* [WHAT TO PRODUCE] Count the lines below that contain the word "stone" and reply with that number alone.

* [PROVIDED MATERIAL]
****************
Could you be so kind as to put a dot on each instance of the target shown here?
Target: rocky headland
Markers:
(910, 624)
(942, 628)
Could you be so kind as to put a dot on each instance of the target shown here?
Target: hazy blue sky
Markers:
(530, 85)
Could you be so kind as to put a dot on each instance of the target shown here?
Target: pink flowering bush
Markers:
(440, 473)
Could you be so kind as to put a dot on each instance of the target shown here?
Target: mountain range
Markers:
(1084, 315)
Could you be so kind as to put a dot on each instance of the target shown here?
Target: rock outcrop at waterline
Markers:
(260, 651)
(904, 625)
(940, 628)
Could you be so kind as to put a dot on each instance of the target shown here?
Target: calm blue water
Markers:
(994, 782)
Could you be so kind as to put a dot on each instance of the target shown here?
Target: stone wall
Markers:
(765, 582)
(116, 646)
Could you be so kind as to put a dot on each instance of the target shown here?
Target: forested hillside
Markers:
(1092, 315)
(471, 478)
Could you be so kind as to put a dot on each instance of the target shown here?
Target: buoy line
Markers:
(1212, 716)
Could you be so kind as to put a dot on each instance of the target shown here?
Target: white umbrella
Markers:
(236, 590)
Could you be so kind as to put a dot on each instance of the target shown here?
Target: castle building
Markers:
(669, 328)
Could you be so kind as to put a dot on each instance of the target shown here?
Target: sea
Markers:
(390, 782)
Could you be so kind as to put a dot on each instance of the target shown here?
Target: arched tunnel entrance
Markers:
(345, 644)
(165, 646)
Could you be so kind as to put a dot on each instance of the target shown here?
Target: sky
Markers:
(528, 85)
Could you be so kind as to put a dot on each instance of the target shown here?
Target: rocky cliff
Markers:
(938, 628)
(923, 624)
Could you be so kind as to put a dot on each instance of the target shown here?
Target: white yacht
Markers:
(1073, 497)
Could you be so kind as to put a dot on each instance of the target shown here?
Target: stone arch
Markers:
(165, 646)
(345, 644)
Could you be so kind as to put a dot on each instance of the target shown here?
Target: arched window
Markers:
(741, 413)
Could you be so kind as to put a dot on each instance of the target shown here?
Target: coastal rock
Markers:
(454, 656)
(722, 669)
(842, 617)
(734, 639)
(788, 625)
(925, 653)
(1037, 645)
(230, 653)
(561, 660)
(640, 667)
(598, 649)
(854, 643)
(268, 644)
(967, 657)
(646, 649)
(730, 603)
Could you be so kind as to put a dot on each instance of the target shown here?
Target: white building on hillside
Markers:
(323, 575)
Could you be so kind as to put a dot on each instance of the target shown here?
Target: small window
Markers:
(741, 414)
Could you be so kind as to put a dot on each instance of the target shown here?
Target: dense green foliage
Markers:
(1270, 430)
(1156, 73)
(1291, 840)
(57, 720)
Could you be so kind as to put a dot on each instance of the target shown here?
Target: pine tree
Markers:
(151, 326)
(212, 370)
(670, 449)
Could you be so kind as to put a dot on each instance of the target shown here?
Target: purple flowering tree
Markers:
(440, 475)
****************
* [WRITTEN REPLY] 2